§ **SELECTED EXCERPT**
+---+

In [1]:
_="""
I'm considering a code simplification - removing the hash collision slowdown prevention in FrozenHashIndex.
What's the worst that could happen?

Scenario it averts:
- We have two objects with the same hash
- One value has many objects, the other has few
- When we look up the "few-object" value, we get the hash, and have to crawl through all the "many-object" values.

Question: How bad is that scenario on a typical few-million-object case? 
It's a numpy array -- can we do it with SIMD in nanoseconds / a few microseconds?

To refine the question further:
 - We have a large numpy array of objects, grouped by value
 - How fast can we find the group of objects with the same value?
"""

In [2]:
import numpy as np

In [4]:
arr = np.array([1]*(10**6)+['abc']*(10**2), dtype='O')
arr

array([1, 1, 1, ..., 'abc', 'abc', 'abc'], dtype=object)

In [11]:
%%timeit -n 5 -r 5
np.where(arr =='abc')
# yeowch!! not that!

14.1 ms ± 653 µs per loop (mean ± std. dev. of 5 runs, 5 loops each)


In [64]:
%%timeit -n 5 -r 5
for index, x in np.ndenumerate(arr):
    if x == 'abc':
        break
# oh no no no. This is bad. OK, we're keeping things as is.

194 ms ± 2.67 ms per loop (mean ± std. dev. of 5 runs, 5 loops each)

+---+

§ **SUPPLIED INFORMATION**
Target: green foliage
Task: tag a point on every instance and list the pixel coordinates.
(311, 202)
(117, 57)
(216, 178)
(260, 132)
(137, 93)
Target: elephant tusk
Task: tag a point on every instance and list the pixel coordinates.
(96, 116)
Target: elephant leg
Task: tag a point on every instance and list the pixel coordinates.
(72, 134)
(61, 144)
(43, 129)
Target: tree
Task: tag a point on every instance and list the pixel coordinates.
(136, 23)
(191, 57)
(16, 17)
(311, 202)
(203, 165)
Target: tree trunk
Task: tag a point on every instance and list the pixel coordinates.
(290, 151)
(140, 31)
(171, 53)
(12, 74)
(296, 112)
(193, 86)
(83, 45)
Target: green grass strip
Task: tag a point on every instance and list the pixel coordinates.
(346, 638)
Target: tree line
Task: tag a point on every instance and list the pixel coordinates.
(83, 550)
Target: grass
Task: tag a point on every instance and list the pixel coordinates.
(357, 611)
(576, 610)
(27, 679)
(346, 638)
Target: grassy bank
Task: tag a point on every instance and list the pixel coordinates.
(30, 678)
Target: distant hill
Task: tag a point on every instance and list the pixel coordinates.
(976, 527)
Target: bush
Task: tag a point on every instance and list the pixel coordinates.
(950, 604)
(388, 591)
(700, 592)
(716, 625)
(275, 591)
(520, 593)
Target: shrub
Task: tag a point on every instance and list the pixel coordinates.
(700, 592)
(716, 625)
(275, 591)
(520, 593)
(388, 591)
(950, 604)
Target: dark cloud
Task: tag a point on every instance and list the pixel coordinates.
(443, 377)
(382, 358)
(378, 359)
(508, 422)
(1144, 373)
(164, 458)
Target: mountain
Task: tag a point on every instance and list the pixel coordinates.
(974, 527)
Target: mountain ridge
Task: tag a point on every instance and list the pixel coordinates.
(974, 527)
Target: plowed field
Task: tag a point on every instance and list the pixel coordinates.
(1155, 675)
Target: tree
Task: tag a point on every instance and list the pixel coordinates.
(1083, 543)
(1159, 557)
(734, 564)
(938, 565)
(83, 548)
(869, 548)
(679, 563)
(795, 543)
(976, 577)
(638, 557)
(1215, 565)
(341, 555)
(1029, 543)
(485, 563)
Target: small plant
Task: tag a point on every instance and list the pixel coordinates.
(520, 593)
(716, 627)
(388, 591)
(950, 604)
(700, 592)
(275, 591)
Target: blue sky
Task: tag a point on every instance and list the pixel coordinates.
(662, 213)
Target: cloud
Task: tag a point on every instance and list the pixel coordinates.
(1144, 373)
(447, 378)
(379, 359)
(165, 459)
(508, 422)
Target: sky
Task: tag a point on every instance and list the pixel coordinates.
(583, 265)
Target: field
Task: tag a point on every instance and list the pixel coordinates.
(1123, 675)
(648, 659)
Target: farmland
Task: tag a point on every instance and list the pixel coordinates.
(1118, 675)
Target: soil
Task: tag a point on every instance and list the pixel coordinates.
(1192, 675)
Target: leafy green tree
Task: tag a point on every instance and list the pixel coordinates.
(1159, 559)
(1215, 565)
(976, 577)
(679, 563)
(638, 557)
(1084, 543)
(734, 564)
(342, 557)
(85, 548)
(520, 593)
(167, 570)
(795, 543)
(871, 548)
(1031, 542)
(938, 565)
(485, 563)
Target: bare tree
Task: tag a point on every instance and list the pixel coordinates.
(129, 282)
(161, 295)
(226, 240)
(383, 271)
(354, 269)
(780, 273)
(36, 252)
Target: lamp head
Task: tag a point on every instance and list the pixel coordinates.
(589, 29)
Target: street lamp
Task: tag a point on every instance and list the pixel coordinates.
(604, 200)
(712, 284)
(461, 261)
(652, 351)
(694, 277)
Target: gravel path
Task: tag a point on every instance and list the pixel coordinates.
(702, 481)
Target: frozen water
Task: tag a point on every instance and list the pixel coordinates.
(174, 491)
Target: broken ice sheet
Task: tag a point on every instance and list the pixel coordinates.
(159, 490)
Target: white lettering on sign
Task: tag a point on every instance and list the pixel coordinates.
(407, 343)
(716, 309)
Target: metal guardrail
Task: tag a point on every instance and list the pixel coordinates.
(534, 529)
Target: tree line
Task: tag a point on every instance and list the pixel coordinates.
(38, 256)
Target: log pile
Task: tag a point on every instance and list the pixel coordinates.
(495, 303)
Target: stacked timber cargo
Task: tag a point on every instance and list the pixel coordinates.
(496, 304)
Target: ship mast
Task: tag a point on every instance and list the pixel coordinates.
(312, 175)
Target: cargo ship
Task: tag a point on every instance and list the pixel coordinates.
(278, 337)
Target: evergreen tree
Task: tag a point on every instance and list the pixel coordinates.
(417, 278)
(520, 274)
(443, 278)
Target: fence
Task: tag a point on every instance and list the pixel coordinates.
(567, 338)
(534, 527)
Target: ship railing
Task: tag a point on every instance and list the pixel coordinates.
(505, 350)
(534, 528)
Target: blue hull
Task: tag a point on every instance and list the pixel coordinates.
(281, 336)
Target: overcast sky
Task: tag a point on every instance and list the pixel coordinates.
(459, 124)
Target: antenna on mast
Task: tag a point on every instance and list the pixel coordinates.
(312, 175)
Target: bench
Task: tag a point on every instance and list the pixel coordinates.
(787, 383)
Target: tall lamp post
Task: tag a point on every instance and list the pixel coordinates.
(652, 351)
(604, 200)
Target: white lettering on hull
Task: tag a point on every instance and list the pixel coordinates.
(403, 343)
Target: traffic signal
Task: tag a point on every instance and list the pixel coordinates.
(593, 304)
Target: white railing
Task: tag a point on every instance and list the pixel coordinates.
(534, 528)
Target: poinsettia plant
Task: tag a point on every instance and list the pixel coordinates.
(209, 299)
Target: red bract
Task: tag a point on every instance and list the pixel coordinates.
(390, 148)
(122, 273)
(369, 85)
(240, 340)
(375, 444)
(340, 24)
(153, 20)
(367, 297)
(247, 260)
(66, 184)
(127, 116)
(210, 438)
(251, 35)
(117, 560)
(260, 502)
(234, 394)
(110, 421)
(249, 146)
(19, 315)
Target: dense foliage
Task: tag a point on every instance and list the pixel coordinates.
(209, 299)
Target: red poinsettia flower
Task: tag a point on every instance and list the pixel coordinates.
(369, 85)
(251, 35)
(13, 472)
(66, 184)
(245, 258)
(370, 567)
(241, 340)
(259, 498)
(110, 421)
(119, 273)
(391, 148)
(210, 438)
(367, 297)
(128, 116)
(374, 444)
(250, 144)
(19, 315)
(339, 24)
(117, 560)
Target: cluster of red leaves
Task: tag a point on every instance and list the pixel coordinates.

+---+

§ **WORK INSTRUCTIONS**
Update the hash collision notebook above by writing out everything from "I'm considering a" down to "a few microseconds?", with "FrozenHashIndex" changed to "FrozenHashMap".

§ **THE OUTPUT**
I'm considering a code simplification - removing the hash collision slowdown prevention in FrozenHashMap.
What's the worst that could happen?

Scenario it averts:
- We have two objects with the same hash
- One value has many objects, the other has few
- When we look up the "few-object" value, we get the hash, and have to crawl through all the "many-object" values.

Question: How bad is that scenario on a typical few-million-object case? 
It's a numpy array -- can we do it with SIMD in nanoseconds / a few microseconds?